● **What to work on**
Retype every line from the start of the entries below down to the line with "small window, locate", both ends included; skip the pictures.

● **Data for this task**
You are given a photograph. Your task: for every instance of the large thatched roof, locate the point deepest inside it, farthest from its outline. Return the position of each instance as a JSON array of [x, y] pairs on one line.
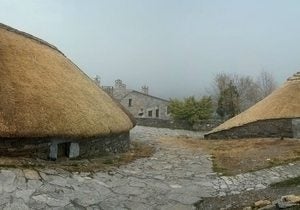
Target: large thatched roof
[[43, 94], [282, 103]]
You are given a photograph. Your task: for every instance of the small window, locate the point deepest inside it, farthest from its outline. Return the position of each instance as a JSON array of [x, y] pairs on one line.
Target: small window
[[141, 113], [168, 110]]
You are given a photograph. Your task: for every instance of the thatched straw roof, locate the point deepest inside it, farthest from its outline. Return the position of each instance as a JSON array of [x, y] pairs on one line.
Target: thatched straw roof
[[282, 103], [43, 94]]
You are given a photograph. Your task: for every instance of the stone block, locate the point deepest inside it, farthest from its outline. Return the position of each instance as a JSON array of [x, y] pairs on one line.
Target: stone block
[[73, 150], [296, 128]]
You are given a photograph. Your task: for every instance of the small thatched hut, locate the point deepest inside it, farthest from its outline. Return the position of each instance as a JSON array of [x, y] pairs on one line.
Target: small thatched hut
[[48, 104], [278, 115]]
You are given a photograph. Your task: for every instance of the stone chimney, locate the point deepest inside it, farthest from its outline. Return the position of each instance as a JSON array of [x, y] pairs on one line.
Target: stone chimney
[[145, 89], [119, 84], [120, 90], [97, 80]]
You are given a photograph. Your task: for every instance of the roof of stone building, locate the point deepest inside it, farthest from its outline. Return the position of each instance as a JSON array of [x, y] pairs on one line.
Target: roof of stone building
[[144, 94], [44, 94], [282, 103]]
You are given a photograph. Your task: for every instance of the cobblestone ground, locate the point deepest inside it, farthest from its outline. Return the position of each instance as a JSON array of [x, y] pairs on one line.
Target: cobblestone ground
[[170, 179]]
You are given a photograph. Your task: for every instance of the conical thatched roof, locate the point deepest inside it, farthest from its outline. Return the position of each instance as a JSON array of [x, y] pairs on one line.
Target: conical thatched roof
[[43, 94], [281, 104]]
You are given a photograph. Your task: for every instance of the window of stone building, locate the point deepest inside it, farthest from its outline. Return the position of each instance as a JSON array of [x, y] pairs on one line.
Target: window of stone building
[[157, 113], [141, 113], [168, 110], [130, 102]]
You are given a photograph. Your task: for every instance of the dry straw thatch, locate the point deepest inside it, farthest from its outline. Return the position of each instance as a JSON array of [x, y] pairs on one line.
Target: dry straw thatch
[[283, 103], [43, 94]]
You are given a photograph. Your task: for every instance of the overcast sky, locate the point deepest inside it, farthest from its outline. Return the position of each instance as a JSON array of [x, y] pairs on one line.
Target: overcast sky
[[173, 46]]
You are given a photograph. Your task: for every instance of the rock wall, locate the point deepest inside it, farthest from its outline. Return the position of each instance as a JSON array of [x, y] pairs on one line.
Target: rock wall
[[105, 145], [204, 125], [40, 147], [259, 129]]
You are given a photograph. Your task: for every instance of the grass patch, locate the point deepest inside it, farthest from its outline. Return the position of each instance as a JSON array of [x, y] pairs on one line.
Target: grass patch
[[293, 182], [231, 157]]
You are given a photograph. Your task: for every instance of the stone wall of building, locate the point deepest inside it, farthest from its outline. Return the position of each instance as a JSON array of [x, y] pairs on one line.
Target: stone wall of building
[[204, 125], [105, 145], [296, 127], [40, 147], [260, 129], [144, 106]]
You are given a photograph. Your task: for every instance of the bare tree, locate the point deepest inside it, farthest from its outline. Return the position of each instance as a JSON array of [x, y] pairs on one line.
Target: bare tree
[[266, 83], [248, 91]]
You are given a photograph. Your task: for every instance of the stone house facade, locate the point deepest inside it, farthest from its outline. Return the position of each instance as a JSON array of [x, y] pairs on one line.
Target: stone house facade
[[139, 103]]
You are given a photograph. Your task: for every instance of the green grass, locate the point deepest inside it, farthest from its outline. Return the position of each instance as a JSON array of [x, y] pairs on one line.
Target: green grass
[[293, 182]]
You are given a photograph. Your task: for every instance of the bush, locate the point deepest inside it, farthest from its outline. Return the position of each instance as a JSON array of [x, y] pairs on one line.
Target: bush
[[191, 109]]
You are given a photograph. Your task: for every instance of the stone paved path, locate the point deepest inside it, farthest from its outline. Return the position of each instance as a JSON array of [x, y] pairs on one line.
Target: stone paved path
[[170, 179]]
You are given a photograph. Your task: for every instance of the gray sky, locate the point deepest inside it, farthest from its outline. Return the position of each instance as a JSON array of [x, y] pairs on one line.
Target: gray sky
[[173, 46]]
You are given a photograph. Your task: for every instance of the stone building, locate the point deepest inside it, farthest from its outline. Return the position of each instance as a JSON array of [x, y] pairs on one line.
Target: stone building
[[49, 107], [278, 115], [139, 103]]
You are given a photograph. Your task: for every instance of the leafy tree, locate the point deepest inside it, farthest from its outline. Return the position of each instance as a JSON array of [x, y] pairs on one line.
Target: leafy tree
[[191, 109]]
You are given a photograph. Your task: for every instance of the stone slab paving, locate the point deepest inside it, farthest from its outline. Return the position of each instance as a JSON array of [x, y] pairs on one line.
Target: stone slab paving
[[170, 179]]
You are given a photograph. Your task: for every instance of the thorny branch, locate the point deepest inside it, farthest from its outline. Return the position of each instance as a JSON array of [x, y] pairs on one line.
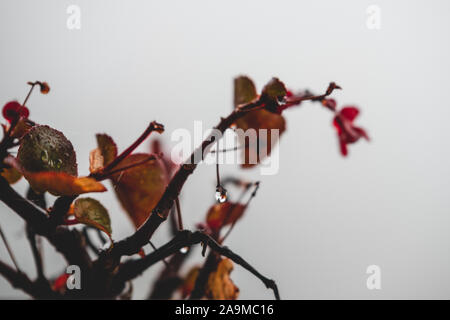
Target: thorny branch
[[131, 269], [133, 243], [72, 244]]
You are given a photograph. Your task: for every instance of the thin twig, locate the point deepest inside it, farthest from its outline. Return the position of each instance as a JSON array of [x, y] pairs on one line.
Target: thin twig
[[155, 248], [132, 268], [11, 254], [180, 220], [153, 126], [246, 206]]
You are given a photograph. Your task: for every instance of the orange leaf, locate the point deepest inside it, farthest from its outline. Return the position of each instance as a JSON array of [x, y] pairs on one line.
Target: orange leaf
[[140, 188], [245, 92], [96, 161], [12, 175], [62, 184], [91, 212], [108, 148], [220, 286], [189, 282]]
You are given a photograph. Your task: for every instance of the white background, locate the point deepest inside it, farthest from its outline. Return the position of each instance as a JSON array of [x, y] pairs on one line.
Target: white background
[[316, 225]]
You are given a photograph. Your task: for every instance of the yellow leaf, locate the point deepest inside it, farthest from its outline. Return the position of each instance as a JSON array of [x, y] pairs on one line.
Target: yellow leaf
[[140, 188], [91, 212], [108, 148], [245, 92], [189, 282], [96, 161], [11, 175]]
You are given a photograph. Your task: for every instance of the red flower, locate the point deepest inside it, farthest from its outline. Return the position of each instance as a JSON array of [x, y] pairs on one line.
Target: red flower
[[13, 110], [347, 132]]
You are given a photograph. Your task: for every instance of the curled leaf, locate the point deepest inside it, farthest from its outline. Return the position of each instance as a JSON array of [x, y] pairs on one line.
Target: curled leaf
[[91, 212], [44, 87], [108, 148], [223, 214], [12, 175], [96, 161], [259, 143], [139, 188], [189, 282], [273, 93], [22, 127], [220, 286], [244, 90]]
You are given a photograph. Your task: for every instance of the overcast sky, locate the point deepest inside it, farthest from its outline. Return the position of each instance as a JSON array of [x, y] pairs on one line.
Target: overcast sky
[[319, 222]]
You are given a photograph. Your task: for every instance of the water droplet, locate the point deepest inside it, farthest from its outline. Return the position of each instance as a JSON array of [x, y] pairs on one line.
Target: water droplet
[[184, 250], [44, 156], [221, 194]]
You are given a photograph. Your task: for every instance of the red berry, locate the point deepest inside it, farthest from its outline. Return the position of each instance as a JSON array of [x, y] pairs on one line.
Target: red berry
[[13, 110]]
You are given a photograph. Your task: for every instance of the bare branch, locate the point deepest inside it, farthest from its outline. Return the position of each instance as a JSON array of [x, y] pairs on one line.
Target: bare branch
[[17, 279], [131, 269]]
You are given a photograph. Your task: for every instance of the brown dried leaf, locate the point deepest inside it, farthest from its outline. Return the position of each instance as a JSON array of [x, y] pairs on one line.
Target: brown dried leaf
[[107, 147], [91, 212], [189, 282], [245, 92], [96, 161], [12, 175], [140, 188]]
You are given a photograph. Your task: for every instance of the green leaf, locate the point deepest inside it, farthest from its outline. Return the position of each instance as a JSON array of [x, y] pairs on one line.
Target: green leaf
[[108, 148], [46, 149], [91, 212]]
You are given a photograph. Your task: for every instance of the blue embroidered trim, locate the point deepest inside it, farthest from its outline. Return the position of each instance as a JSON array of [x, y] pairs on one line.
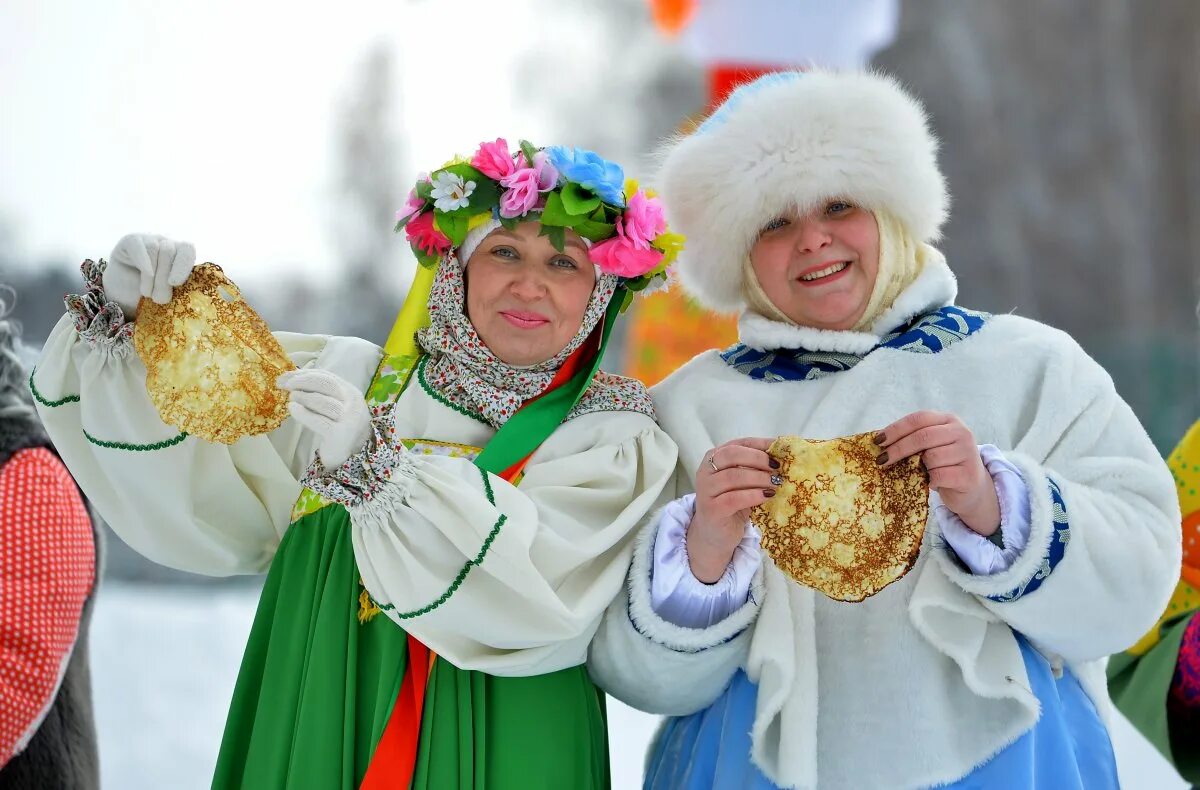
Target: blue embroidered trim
[[929, 334], [1055, 554]]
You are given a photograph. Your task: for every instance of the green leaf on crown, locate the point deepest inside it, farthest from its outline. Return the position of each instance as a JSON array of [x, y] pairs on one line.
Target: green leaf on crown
[[427, 259], [453, 225], [594, 231], [555, 214], [529, 151], [579, 199], [557, 234]]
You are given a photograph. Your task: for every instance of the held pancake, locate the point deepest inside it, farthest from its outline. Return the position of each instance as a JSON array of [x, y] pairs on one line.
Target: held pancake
[[211, 361], [839, 524]]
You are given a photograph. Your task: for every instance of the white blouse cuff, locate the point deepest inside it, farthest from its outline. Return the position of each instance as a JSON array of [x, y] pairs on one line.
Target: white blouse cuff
[[676, 594]]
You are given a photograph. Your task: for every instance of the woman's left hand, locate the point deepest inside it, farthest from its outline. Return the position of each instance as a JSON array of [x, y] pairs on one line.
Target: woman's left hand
[[333, 408], [948, 450]]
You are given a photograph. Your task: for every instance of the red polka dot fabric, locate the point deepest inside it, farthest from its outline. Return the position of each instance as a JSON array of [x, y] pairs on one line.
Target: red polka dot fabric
[[47, 570]]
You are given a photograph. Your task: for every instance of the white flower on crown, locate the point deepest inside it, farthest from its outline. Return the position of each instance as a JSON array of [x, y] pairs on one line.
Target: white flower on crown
[[449, 191]]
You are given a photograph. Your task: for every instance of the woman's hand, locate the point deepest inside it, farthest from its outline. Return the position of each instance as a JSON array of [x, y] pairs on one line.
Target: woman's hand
[[147, 265], [731, 479], [333, 408], [948, 450]]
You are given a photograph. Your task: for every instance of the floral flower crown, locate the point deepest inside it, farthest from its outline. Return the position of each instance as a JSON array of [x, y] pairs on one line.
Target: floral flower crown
[[557, 186]]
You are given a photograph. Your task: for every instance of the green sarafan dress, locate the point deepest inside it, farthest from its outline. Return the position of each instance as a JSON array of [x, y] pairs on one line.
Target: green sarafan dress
[[322, 672]]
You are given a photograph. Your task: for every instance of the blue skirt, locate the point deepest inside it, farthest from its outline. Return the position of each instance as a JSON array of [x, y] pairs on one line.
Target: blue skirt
[[1067, 749]]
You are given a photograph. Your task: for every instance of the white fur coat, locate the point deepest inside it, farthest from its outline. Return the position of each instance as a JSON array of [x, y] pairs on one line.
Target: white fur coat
[[923, 682]]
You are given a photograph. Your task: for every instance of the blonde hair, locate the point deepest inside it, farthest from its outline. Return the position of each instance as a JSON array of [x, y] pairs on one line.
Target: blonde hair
[[901, 261]]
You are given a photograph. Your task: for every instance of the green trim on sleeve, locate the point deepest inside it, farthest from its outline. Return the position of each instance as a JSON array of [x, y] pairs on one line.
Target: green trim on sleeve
[[457, 580], [43, 401], [138, 448]]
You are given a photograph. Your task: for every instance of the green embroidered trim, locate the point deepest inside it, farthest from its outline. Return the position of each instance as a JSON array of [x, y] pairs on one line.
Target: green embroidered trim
[[487, 489], [457, 581], [40, 399], [139, 448], [442, 399]]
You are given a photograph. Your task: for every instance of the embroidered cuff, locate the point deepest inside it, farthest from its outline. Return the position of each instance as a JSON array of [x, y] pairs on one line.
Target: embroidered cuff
[[676, 594], [982, 555], [678, 638], [1045, 548], [381, 461], [99, 321]]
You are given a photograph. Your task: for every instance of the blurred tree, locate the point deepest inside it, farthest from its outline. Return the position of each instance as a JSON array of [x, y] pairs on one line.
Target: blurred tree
[[609, 82], [1069, 136], [369, 159]]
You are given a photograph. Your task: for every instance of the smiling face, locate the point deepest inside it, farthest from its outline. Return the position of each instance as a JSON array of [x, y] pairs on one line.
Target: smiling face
[[525, 298], [820, 269]]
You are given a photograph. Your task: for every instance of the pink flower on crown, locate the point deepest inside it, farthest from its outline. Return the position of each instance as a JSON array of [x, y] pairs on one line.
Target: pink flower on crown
[[547, 174], [412, 205], [623, 257], [426, 238], [521, 192], [642, 221], [493, 160]]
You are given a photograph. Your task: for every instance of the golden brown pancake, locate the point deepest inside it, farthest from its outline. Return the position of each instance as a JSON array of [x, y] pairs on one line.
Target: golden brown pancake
[[840, 524], [211, 361]]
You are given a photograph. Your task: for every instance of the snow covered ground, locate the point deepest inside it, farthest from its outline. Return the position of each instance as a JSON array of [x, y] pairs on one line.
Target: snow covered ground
[[165, 660]]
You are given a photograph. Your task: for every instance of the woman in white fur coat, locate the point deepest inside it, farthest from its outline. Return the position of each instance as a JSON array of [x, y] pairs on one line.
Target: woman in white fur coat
[[810, 202]]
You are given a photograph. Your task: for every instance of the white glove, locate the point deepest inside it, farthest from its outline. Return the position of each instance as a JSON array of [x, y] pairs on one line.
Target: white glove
[[333, 408], [147, 265]]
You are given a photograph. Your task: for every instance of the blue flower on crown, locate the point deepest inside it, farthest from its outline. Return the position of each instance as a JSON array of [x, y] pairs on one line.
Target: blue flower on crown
[[591, 171]]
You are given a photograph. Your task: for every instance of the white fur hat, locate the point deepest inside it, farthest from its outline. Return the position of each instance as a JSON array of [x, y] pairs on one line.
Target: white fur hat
[[792, 141]]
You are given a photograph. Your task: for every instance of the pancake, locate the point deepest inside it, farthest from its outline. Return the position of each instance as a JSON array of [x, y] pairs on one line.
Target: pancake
[[839, 524], [211, 361]]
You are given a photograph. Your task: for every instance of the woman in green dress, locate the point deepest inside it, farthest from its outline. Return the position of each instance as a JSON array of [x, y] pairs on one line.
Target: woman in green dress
[[439, 550]]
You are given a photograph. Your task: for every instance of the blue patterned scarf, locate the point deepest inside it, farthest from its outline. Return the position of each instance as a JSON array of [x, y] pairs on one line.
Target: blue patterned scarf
[[927, 334]]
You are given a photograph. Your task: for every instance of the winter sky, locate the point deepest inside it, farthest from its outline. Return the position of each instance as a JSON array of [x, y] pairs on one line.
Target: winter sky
[[214, 121]]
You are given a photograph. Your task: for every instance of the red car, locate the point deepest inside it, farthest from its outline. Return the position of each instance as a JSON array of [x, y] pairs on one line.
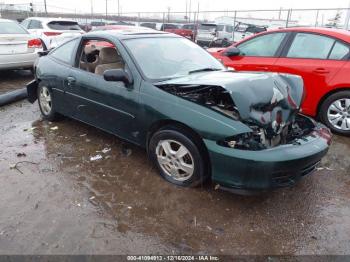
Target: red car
[[320, 55]]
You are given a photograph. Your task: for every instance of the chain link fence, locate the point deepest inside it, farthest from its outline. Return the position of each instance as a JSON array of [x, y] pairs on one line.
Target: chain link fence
[[332, 17]]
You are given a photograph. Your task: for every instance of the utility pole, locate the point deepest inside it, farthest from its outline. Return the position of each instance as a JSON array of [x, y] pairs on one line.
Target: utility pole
[[197, 13], [168, 14], [45, 6], [118, 8]]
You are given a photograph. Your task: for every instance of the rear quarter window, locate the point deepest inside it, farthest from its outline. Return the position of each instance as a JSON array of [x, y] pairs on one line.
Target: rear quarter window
[[65, 52], [11, 28], [339, 52]]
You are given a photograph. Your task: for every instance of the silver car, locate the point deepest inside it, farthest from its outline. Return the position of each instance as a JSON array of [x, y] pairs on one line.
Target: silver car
[[18, 49]]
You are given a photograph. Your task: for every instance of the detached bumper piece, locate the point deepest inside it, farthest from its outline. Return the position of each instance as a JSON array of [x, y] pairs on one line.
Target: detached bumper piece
[[281, 166]]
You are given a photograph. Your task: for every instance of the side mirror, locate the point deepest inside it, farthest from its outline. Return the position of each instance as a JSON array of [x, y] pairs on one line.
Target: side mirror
[[118, 75], [232, 51]]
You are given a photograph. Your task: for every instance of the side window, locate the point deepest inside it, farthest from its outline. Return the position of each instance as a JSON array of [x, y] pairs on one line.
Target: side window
[[35, 24], [65, 52], [97, 56], [310, 46], [229, 28], [339, 51], [265, 45], [25, 23]]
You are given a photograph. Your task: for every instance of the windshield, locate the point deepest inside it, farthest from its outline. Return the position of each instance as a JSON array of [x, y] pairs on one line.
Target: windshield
[[165, 58], [11, 28], [63, 25], [207, 27]]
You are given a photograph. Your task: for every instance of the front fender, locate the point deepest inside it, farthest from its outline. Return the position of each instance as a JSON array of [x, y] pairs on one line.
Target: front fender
[[32, 88]]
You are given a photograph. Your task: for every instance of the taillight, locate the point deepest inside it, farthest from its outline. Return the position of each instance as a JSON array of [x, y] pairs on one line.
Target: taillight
[[34, 43], [51, 33]]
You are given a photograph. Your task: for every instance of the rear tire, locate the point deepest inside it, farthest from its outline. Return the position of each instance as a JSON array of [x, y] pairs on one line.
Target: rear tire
[[335, 112], [46, 103], [178, 157]]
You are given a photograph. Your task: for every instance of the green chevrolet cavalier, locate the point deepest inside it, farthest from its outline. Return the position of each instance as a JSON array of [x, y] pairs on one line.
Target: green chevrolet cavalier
[[196, 119]]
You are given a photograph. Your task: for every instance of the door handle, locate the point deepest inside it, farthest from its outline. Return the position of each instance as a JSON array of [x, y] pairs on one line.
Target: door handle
[[321, 71], [263, 68], [70, 80]]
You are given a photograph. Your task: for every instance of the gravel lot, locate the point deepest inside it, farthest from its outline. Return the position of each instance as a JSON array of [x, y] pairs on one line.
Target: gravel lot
[[57, 201]]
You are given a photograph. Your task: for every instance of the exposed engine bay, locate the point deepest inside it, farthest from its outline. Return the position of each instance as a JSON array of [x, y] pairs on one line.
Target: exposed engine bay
[[274, 123]]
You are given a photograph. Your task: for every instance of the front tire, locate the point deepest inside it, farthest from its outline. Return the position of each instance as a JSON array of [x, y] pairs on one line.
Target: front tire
[[178, 156], [335, 112], [46, 104]]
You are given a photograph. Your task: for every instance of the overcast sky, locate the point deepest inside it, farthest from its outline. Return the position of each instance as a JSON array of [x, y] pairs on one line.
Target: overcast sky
[[180, 5]]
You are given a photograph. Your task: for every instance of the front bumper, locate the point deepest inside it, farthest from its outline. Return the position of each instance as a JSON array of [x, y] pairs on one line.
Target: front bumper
[[281, 166], [17, 61]]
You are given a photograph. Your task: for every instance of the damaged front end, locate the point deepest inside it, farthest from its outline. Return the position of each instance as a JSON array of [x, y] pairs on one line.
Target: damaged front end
[[269, 104]]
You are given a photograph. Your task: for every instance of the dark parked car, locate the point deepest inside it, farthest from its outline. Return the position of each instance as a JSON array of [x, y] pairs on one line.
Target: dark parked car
[[196, 119]]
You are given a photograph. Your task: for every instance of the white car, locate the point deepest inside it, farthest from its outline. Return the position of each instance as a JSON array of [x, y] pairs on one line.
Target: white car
[[208, 32], [18, 49], [52, 31]]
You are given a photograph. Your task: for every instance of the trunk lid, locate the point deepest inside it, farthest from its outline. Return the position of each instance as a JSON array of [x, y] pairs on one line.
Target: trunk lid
[[14, 44]]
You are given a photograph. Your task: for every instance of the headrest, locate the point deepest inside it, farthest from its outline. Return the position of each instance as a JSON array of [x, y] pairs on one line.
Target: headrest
[[109, 55]]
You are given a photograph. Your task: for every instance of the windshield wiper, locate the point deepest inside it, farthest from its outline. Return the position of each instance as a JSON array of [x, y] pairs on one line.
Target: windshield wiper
[[204, 70]]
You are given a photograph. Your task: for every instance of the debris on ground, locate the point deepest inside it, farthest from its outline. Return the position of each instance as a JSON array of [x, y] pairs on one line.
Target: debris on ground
[[15, 166], [324, 168], [29, 129], [97, 157], [105, 150], [21, 154], [126, 151]]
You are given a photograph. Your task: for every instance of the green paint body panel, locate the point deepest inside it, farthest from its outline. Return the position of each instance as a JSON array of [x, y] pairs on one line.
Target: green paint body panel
[[130, 112]]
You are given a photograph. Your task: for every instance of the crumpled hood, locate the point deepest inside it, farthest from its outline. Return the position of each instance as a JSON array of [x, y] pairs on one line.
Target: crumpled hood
[[267, 99]]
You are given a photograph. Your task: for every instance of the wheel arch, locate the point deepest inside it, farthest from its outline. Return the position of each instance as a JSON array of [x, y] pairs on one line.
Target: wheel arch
[[332, 92]]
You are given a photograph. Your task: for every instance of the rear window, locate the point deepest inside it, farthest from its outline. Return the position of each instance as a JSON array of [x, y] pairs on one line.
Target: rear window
[[63, 25], [170, 26], [220, 28], [95, 23], [206, 27], [149, 25], [191, 27], [11, 28]]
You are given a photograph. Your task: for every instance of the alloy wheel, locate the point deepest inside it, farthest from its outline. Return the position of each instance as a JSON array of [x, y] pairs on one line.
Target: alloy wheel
[[45, 100], [175, 159], [339, 114]]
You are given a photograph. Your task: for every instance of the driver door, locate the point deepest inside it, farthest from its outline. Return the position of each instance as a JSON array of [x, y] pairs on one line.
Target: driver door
[[110, 106]]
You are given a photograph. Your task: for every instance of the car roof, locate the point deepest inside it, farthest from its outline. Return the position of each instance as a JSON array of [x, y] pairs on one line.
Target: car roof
[[130, 34], [50, 19], [337, 33]]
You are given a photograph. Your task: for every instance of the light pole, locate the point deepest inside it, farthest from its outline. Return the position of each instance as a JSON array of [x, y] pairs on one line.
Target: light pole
[[106, 9], [118, 8], [45, 6]]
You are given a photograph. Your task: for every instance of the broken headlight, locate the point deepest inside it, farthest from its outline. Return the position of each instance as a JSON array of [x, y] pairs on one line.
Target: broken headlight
[[245, 141]]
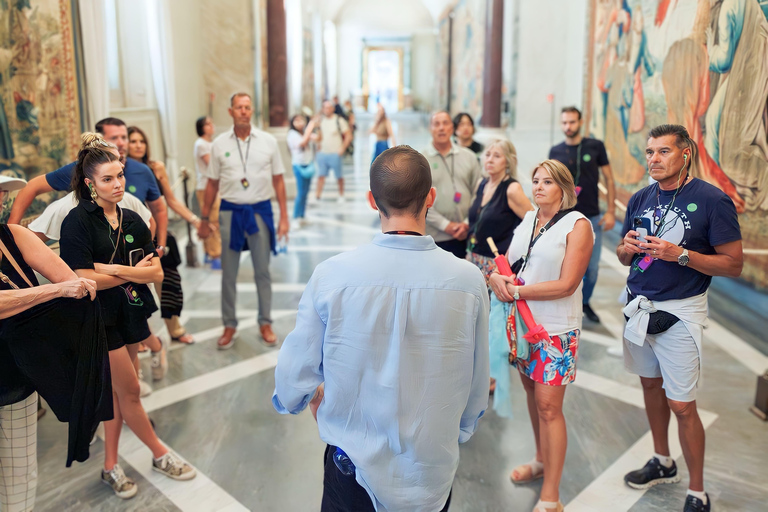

● **Exercise response**
You are given a photograph. Your task: for every instance of the large thatched roof, locate the point deepest inside it, farthest from its outline. Return the position of each instance as a JSON array of [x, y] pairs on one line.
Target: large thatched roof
[[43, 94], [282, 103]]
You are given a photograph. Your task: for every instance of the small window, locate the point deepest inside it, farthest from its outline. Return the position of each instance as a JSON array of [x, y] pairs on one line.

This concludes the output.